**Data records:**
+++
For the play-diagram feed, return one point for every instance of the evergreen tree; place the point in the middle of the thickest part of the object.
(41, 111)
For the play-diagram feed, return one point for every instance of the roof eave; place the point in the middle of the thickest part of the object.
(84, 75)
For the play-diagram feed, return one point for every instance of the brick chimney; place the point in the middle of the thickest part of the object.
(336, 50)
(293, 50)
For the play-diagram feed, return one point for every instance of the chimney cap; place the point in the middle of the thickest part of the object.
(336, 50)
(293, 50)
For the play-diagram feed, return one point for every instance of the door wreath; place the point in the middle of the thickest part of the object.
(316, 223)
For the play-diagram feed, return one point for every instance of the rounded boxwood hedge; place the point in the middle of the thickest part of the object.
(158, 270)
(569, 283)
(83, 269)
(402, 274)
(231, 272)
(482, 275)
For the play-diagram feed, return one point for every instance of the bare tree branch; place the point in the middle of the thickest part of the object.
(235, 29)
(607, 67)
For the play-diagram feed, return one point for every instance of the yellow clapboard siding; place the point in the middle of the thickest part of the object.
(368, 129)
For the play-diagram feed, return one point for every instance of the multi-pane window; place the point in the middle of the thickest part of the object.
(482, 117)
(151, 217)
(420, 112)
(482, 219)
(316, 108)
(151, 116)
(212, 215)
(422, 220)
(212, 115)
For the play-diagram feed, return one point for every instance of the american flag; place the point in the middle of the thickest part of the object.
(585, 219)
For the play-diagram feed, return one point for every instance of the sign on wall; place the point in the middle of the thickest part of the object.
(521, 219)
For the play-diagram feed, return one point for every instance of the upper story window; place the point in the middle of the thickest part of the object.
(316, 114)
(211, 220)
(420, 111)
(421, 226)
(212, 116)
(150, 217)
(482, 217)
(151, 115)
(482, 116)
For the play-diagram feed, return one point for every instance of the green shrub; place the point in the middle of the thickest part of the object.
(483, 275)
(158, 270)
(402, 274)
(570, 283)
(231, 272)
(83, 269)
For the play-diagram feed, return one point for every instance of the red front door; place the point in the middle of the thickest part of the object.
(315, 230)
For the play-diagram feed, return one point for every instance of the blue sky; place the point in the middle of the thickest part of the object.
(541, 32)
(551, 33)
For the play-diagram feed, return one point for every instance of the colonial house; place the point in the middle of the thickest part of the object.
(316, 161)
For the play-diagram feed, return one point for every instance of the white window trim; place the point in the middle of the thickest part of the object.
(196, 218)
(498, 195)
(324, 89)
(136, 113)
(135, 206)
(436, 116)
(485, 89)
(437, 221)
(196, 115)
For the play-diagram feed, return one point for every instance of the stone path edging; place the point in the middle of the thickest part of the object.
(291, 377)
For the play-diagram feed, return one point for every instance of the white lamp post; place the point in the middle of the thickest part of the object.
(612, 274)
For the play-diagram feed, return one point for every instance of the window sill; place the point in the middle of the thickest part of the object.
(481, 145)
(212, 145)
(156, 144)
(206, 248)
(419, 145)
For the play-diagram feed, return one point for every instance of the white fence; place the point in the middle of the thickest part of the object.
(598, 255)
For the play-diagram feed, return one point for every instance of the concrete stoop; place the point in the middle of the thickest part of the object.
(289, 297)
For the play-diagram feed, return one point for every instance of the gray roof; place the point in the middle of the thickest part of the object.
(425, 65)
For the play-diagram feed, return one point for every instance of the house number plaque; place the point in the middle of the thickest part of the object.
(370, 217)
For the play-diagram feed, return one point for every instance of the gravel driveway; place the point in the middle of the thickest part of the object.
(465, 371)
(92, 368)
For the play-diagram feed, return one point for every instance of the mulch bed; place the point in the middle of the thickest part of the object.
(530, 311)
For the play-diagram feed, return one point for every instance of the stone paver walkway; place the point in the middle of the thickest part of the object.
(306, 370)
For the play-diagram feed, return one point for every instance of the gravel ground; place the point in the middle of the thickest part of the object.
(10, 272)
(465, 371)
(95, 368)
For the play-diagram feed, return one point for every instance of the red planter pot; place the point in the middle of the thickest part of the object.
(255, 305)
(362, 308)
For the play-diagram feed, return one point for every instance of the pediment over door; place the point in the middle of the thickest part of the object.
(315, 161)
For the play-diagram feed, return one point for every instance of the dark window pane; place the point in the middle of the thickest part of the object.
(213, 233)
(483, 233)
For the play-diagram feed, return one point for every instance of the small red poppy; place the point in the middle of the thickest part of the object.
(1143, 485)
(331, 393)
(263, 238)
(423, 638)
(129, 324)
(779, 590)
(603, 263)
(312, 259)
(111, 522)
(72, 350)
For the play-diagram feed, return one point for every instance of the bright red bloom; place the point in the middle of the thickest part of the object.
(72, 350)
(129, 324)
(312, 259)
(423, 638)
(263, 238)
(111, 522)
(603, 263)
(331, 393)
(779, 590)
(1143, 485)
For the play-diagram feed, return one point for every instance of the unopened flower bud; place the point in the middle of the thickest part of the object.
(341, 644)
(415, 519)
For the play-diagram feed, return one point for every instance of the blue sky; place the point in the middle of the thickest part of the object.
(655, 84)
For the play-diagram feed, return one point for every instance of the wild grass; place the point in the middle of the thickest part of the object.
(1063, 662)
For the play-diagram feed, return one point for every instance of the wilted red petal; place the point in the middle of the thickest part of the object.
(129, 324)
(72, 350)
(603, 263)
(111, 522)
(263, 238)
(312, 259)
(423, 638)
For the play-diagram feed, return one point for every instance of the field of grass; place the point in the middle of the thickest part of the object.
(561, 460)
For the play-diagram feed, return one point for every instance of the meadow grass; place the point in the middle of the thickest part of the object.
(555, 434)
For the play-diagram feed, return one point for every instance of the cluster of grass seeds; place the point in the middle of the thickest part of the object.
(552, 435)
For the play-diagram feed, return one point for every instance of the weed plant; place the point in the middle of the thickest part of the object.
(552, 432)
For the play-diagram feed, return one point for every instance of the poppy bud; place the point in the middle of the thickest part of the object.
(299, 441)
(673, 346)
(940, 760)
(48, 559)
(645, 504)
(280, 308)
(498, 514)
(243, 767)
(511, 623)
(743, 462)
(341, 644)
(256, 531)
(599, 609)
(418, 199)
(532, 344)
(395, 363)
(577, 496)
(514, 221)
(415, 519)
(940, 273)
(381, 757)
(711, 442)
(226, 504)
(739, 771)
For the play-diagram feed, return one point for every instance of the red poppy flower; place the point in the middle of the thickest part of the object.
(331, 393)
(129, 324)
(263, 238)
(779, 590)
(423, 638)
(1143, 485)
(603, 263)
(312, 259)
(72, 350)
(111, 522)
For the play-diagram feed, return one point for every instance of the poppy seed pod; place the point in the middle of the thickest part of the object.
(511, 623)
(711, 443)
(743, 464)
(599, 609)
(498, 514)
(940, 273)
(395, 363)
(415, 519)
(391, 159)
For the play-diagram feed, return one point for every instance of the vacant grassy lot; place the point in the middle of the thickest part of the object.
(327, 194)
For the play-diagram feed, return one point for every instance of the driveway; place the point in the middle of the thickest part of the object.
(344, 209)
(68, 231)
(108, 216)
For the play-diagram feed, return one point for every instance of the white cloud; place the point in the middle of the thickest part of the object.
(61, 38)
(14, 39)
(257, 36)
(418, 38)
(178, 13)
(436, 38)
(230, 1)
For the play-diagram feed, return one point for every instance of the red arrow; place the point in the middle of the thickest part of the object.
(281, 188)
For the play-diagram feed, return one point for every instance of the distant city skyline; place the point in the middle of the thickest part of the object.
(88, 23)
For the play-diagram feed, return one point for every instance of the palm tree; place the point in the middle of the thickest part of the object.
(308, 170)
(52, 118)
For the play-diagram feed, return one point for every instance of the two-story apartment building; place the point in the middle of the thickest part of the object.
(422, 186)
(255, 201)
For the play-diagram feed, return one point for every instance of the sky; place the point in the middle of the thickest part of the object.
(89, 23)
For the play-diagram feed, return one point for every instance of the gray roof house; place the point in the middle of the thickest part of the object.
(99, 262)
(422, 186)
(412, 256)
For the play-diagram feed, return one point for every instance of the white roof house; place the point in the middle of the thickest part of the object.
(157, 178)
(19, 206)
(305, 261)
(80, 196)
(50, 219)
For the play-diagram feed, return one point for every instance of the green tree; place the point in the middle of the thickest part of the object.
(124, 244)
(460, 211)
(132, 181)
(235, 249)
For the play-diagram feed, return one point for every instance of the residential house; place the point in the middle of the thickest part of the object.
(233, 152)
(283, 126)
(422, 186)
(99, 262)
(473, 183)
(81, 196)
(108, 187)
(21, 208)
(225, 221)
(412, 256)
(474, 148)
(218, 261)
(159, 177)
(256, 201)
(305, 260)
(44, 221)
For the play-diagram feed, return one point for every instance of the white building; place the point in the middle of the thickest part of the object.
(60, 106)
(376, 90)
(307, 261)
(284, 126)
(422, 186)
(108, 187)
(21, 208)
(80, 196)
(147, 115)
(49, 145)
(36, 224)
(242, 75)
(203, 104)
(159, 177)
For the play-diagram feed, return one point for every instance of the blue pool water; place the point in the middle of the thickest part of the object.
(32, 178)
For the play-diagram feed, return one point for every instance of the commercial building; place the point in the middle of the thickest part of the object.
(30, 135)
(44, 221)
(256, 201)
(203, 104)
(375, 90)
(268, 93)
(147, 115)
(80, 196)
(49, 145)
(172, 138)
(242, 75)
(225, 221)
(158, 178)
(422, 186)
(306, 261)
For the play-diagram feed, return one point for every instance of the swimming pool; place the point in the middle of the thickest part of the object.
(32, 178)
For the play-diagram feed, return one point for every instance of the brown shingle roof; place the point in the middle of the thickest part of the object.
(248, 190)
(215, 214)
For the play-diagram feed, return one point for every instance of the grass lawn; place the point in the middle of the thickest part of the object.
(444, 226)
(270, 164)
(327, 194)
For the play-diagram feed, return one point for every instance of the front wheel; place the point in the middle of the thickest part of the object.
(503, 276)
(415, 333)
+++
**WRITTEN INSTRUCTION:**
Starting at the line that contains "the white building;", quote each remaining line of the entries above, unchanged.

**REPLY TO THE EXERCISE:**
For the play-diagram feed, return one point for every instance of the white building; place the point in the middle of the thickest part of the object.
(60, 106)
(376, 90)
(307, 261)
(284, 126)
(422, 186)
(108, 187)
(21, 208)
(80, 196)
(147, 115)
(49, 145)
(36, 224)
(242, 75)
(203, 104)
(159, 177)
For the play-diagram feed, return one point for every instance of the blue pool water; place the point in the middle of the thickest part of the object.
(32, 178)
For the play-diagram feed, return one point for every instance of the commercial building; place the point in the middle of the thickest part of the object.
(30, 135)
(44, 221)
(256, 201)
(203, 104)
(375, 90)
(268, 93)
(147, 115)
(80, 196)
(49, 145)
(172, 138)
(242, 75)
(225, 221)
(158, 178)
(422, 186)
(306, 261)
For the play-diagram feed, return one point for every instance of the swimming pool; place the point in the middle of the thickest part of the object.
(32, 178)
For the play-diagram feed, return one point for every instance of the brown shingle roof; place the point in the middle of the thickest part of the object.
(248, 190)
(215, 214)
For the play-diagram feed, return one point for every instance of the grass lawn; place the point in the middle of the thickest part of the object.
(444, 226)
(270, 164)
(327, 194)
For the play-diagram feed, return one point for every instance of the front wheel; place the point in the middle of the thickest part of the object.
(503, 276)
(415, 333)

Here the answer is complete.